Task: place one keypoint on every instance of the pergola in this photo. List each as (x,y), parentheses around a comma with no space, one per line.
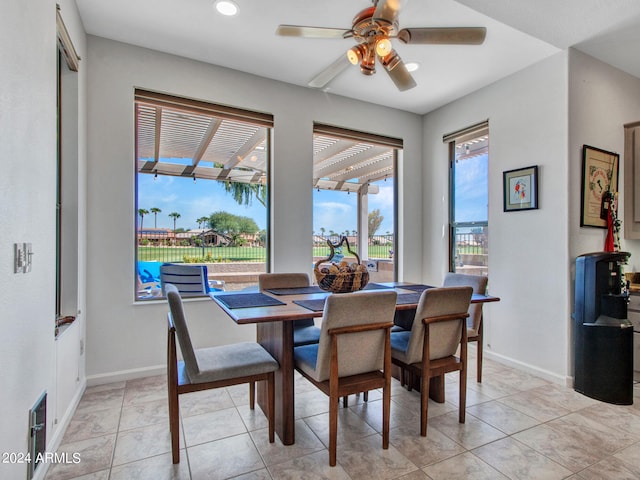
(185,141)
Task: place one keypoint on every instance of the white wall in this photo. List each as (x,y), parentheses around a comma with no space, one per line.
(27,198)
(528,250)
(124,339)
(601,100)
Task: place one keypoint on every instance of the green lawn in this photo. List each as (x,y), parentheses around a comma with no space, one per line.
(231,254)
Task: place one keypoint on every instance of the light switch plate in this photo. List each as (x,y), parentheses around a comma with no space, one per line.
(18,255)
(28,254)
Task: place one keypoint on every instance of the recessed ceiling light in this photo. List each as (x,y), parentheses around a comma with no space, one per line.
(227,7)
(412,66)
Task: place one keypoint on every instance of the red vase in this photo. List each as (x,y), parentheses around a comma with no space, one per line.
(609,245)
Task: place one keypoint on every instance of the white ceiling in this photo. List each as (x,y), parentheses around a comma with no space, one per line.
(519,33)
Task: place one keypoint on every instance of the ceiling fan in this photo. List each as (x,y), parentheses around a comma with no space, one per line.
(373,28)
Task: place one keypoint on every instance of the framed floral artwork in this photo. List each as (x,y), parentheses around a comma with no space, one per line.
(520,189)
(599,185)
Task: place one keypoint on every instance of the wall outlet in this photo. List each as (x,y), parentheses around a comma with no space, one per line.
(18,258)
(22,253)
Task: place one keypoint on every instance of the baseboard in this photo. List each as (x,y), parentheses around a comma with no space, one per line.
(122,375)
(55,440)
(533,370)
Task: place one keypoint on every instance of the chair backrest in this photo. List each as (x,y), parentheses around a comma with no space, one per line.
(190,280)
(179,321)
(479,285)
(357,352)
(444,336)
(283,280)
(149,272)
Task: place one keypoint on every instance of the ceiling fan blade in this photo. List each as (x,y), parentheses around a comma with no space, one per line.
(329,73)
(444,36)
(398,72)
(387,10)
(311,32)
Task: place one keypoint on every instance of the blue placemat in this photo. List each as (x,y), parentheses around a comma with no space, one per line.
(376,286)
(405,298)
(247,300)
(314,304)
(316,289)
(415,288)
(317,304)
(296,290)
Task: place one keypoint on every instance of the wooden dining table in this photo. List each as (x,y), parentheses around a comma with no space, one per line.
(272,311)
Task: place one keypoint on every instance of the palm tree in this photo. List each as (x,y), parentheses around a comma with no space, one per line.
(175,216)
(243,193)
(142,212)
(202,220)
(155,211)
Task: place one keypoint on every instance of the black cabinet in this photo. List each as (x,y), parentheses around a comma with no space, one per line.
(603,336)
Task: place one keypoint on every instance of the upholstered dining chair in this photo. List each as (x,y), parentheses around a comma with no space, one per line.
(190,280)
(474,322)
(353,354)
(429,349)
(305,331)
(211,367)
+--
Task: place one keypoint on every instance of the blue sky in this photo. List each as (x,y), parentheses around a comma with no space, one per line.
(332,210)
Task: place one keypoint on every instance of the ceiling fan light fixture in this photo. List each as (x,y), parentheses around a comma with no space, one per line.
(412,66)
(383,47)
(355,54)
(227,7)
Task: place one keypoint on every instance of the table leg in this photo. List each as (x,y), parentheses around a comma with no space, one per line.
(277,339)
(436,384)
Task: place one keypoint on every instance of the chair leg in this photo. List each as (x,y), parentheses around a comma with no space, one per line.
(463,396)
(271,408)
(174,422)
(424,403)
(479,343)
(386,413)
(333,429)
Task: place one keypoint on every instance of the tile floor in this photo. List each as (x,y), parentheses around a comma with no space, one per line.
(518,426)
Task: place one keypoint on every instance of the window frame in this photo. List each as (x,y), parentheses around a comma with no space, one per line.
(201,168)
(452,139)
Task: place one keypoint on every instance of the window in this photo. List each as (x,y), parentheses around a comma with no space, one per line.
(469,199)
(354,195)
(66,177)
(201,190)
+--
→ **EXERCISE REQUIREMENTS**
Please gather every line of the material above that contains the word "light".

→ **FULL SOLUTION**
Task: place one keypoint on every instance of the light switch plate in this photo. List each as (x,y), parentheses around a comma with no space, one per line.
Task: place one keypoint on every instance of the recessed ceiling light in this photo. List each as (x,y), parentheses around a comma with no space, one per line.
Task: place one keypoint on every instance of the ceiling fan light fixture in this photo. List each as (x,y), parentheses around a comma with no space, one per line.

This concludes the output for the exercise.